*GIVEN REQUEST A:* From the passage about Matthew Marvin Sr. below, list every office or position he is said to have held.

*PASSAGE TO READ:*
━━━━━━━━━━━━━━━━━━━━━━━━━━━━━━
Matthew Marvin Sr. (March 26, 1600 – December 20, 1678) was a founding settler of Hartford and Norwalk, Connecticut. He served as a deputy of the General Court of the Colony of Connecticut from Norwalk in the May 1654 session. He served as a magistrate in 1659.

He was the son of Edward and Margaret Mervyn of Great Bentley. He is mentioned in the will of his father, receiving the mansion named Edons alias Dreybrockes and land called Hartles and Brocken Heddes with the condition that he pay his mother yearly for the rest of her life. He most likely lived with her until her death in May 1633. Matthew was "sydeman" of the parish of Great Bentley in 1621, overseer in 1627, and senior warden in 1628.

He came to Hartford with his wife and children from England in 1635 aboard the ship Increase.[1][2] Marvin was one of the first twelve settlers of Hartford, who formed a company known as the Adventurers, and to whom belonged "Venturers' Field". He resided at the corner of Village and Front Streets. He was a surveyor of highways from 1639 to 1647. In 1648, he was given a cash reward for killing a wolf. He owned land at Farmington and may have lived there a short time.
━━━━━━━━━━━━━━━━━━━━━━━━━━━━━━
*DATA LISTING:*
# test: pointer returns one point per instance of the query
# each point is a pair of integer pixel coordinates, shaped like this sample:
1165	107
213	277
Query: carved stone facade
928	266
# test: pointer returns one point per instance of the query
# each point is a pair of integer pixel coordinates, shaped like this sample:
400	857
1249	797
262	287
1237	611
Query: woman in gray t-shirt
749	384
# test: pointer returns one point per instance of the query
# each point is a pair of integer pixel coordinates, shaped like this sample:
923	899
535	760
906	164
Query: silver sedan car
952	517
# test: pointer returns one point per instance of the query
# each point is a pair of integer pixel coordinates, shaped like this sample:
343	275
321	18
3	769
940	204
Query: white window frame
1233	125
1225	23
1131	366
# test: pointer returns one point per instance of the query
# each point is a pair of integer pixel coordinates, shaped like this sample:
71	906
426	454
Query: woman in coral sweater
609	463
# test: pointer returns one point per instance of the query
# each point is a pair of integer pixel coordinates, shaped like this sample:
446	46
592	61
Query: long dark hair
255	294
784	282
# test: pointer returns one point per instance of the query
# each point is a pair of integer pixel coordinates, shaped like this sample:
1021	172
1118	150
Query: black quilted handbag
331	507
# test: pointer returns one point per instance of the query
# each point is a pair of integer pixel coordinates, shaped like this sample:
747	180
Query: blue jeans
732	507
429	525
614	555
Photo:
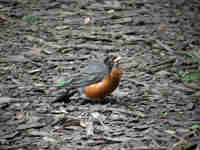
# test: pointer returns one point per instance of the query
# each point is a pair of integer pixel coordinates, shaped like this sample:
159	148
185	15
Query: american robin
98	79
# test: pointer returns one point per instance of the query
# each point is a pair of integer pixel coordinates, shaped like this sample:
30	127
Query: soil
43	42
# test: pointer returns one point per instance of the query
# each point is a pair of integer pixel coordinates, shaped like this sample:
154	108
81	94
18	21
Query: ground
42	42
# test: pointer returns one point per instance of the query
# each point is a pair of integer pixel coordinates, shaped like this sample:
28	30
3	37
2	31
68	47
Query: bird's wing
93	73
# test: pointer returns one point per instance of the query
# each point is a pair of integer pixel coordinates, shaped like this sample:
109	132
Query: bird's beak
117	59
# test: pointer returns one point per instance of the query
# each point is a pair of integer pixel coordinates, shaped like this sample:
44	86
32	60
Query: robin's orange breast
105	87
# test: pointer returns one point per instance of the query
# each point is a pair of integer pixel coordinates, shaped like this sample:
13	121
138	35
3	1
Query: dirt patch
44	41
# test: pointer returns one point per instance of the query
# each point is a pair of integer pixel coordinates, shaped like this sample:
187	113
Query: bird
98	79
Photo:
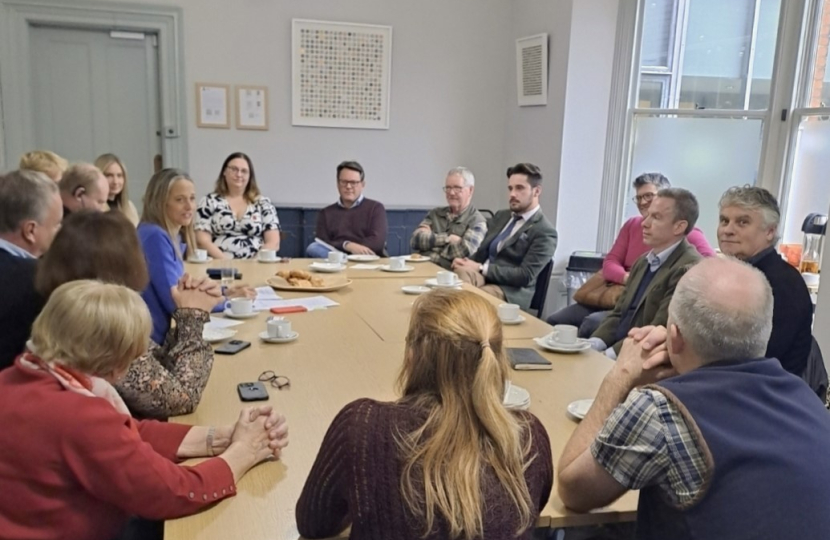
━━━━━━━━━━━━━━━━━━━━━━━━━━━━━━
*GIVEN REQUEST B:* Please filter the records above, keeping only the lines that contain the string "bird".

*EXPECTED OUTPUT A:*
- Deputy of the General Court of the Colony of Connecticut from Norwalk (May 1654 session)
- Magistrate (1659)
- "Sydeman" of the parish of Great Bentley (1621)
- Overseer (1627)
- Senior warden (1628)
- Surveyor of highways (1639 to 1647)

*EXPECTED OUTPUT B:*
Query: bird's wing
Query: bird's beak
Query: bird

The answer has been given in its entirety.